Image point grounding data
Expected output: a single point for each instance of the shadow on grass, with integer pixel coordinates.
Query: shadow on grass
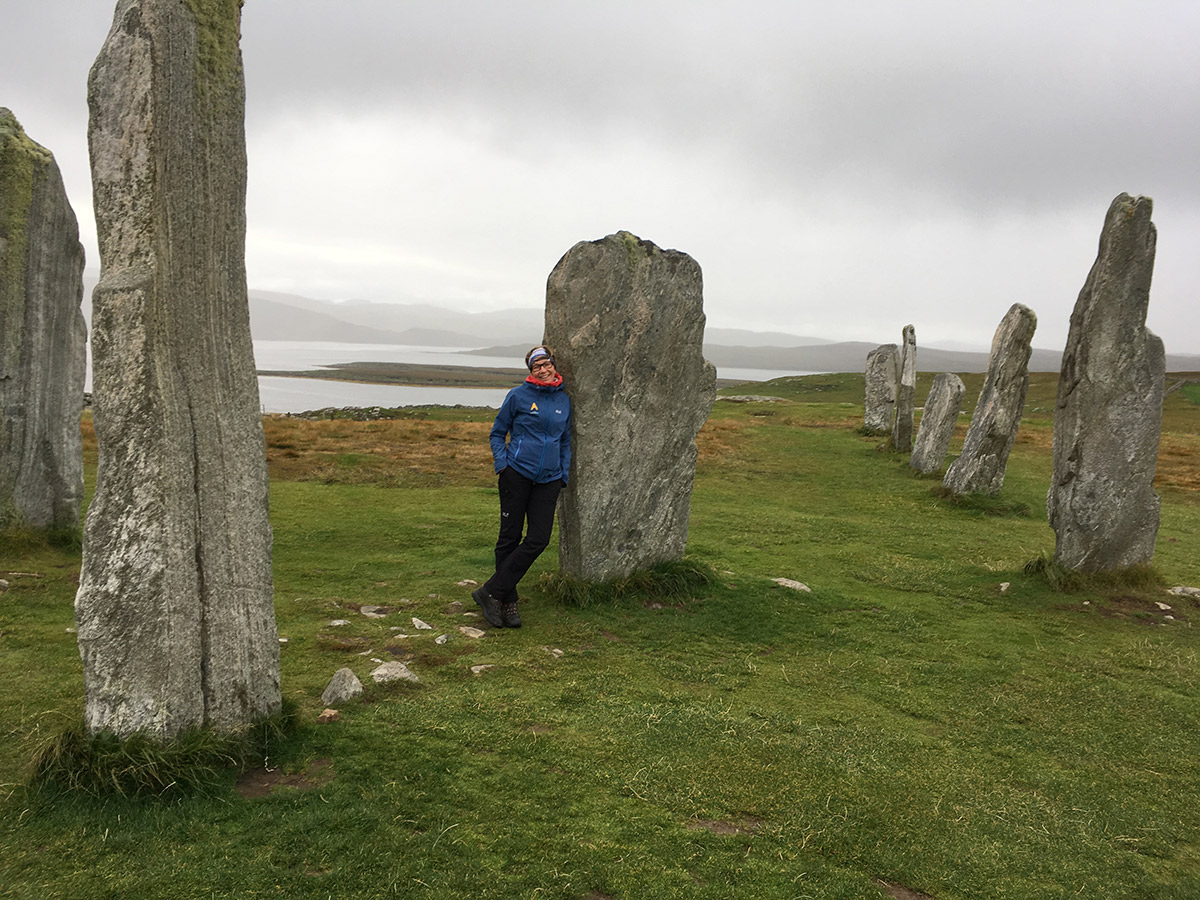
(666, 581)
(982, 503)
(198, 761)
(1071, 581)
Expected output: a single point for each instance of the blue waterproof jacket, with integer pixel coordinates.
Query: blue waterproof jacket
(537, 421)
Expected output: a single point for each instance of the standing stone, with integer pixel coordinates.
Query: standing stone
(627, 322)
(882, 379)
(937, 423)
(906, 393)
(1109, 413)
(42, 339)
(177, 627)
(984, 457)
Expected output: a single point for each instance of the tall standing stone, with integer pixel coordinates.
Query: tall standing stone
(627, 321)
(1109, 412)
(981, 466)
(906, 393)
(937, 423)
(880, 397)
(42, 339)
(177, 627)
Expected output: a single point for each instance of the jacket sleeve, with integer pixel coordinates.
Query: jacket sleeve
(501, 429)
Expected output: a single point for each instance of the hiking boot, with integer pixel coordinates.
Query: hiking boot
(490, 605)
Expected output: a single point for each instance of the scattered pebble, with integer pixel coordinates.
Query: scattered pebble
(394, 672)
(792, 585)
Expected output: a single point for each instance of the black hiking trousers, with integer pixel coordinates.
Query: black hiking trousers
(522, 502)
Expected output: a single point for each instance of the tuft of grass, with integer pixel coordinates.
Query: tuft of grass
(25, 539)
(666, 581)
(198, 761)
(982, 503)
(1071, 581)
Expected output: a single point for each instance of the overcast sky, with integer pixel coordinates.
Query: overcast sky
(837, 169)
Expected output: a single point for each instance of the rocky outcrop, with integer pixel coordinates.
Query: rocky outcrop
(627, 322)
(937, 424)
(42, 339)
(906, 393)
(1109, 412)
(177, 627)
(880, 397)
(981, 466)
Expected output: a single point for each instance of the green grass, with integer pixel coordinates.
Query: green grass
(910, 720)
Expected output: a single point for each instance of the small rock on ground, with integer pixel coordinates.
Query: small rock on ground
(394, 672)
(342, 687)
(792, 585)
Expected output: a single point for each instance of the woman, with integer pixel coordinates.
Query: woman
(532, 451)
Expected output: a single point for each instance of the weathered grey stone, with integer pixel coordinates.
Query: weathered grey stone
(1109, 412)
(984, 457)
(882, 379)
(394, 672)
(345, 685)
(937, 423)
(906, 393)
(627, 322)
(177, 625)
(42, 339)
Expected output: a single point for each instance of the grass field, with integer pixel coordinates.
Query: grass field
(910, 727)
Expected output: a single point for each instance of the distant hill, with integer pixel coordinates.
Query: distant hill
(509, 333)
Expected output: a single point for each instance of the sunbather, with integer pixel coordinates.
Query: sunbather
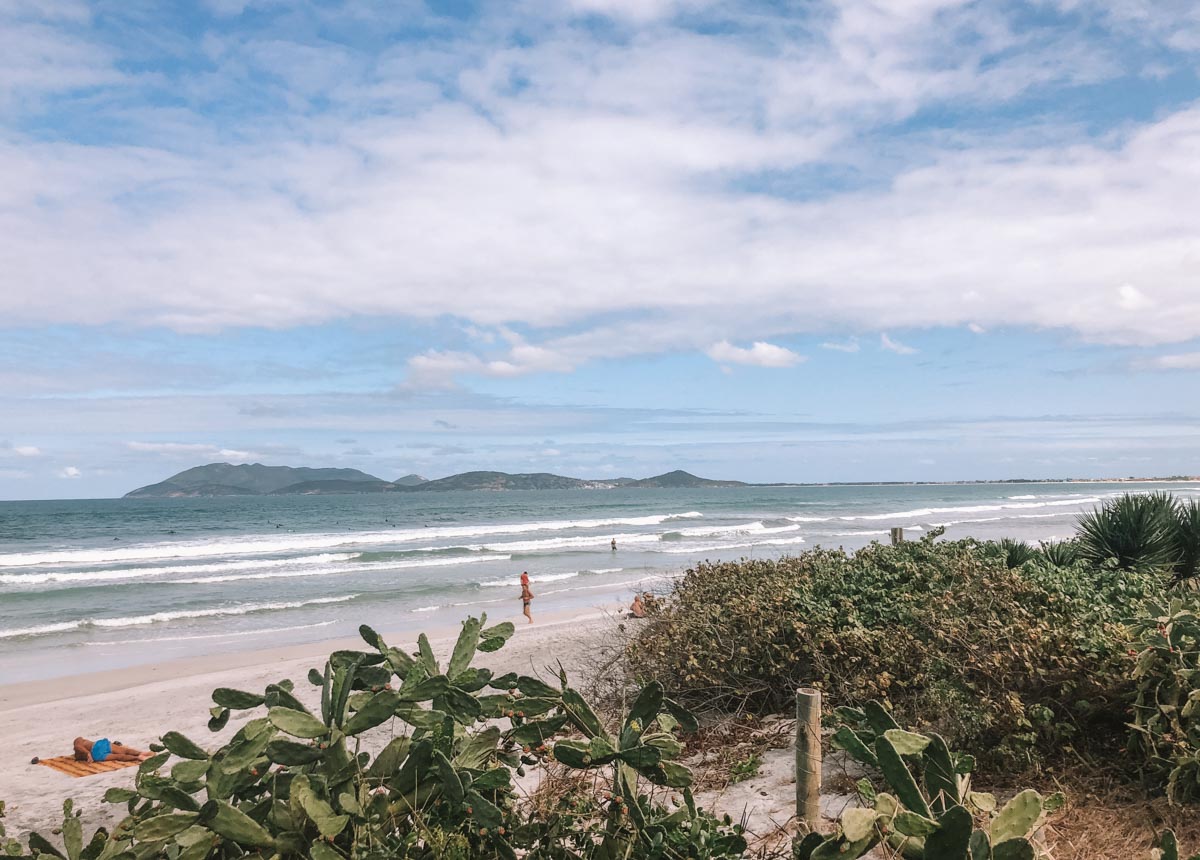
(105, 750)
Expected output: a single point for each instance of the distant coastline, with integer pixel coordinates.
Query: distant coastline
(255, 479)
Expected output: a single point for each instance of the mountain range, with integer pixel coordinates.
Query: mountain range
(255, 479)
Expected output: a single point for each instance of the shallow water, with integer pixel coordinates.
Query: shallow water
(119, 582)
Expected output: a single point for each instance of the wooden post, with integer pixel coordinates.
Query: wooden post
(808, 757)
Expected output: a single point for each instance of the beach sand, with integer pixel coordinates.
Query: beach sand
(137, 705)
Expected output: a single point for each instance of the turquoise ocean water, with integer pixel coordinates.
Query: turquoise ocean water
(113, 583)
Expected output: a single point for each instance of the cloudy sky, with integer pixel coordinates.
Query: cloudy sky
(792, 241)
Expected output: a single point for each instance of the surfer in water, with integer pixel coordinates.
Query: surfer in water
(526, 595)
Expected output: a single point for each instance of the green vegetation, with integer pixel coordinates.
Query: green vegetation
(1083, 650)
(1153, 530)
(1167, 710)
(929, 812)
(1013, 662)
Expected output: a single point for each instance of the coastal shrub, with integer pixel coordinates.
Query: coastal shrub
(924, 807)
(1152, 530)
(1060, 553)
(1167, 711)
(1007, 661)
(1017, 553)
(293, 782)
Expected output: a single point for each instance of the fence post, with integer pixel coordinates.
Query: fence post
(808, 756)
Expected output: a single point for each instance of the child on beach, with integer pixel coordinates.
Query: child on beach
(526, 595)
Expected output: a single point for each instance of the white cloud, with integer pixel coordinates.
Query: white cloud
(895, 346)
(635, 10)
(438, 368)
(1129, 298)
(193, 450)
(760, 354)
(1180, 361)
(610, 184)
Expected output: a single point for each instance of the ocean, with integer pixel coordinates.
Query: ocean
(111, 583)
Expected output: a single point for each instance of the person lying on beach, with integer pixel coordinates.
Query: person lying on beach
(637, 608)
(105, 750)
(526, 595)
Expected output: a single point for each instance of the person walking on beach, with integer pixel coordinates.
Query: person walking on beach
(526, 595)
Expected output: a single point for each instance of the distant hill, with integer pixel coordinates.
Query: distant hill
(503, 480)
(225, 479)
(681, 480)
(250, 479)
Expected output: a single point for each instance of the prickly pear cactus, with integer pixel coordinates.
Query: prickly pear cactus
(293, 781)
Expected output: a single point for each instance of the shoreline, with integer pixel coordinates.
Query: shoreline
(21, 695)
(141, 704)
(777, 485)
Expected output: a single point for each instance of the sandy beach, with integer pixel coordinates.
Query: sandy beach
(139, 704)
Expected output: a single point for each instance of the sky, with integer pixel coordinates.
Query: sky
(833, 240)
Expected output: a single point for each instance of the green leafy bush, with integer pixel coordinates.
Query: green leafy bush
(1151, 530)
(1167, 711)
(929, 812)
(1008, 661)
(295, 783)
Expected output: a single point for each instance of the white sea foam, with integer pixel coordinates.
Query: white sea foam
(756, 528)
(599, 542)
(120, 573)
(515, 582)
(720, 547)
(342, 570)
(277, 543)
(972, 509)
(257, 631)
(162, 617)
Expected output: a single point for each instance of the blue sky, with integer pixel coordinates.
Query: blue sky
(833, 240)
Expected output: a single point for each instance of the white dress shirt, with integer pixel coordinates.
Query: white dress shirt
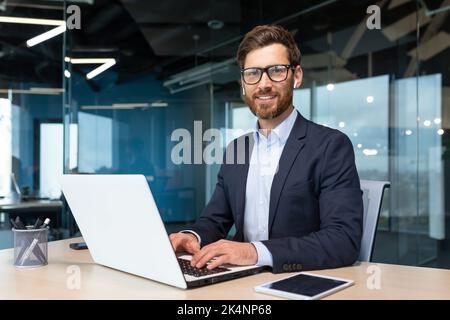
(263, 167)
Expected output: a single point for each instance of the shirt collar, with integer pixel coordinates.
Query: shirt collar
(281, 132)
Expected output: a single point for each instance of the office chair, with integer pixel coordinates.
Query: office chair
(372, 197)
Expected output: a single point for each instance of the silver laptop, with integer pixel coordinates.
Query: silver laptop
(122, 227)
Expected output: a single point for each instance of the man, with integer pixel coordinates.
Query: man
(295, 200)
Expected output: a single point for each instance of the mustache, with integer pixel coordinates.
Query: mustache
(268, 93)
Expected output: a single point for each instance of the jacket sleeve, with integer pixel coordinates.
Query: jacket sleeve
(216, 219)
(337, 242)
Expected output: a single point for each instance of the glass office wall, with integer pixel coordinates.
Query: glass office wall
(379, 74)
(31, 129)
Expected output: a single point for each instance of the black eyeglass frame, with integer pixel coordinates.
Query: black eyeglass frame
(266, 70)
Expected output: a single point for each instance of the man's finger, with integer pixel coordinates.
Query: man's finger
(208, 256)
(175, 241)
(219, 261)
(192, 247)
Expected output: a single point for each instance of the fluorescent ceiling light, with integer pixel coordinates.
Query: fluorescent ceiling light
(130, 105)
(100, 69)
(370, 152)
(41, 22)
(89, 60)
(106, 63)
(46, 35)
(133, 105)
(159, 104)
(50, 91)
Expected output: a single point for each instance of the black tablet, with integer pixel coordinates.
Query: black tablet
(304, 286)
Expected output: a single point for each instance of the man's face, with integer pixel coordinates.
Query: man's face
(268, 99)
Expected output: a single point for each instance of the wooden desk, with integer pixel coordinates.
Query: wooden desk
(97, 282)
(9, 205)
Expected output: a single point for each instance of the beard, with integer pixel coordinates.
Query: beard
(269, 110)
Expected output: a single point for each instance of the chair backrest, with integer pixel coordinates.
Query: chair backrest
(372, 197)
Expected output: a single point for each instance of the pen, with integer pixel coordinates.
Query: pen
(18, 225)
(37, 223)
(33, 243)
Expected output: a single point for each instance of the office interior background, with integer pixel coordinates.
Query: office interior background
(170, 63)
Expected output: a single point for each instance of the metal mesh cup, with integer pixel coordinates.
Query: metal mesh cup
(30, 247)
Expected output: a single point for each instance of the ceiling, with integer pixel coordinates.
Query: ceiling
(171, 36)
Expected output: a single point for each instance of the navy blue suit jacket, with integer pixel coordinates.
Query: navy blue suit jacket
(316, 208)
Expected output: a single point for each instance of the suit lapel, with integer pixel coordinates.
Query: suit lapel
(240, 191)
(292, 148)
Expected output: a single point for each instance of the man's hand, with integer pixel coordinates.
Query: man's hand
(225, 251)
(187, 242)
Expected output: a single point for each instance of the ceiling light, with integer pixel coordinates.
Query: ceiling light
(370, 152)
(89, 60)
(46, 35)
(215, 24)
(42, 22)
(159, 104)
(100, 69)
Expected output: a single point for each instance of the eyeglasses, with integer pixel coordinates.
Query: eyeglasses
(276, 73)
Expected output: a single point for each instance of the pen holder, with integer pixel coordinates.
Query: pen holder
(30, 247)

Task objective - Only those lines running from the one containing "Expected output: a single point for each instance of the suit" through the last line of the data above are to be copied, exactly, with both ends included.

Expected output -
Expected output: a single point for each instance of the suit lapel, with integer pixel coordinates.
Query: suit lapel
(240, 191)
(292, 148)
Expected output: a single point for each instance of the man's hand, with integer pixel coordinates.
Query: man's hand
(225, 251)
(187, 242)
Expected output: a single point for each instance of the ceiling light, with integer pixel coordinates.
Query: ceiling light
(370, 152)
(89, 60)
(46, 35)
(215, 24)
(42, 22)
(159, 104)
(100, 69)
Expected output: a single point for each instance of the eyeglasses, with integer pixel coordinates.
Query: eyeglasses
(276, 73)
Expected output: a single point for each instance of the pen holder, with integer pixel coordinates.
Query: pen holder
(30, 247)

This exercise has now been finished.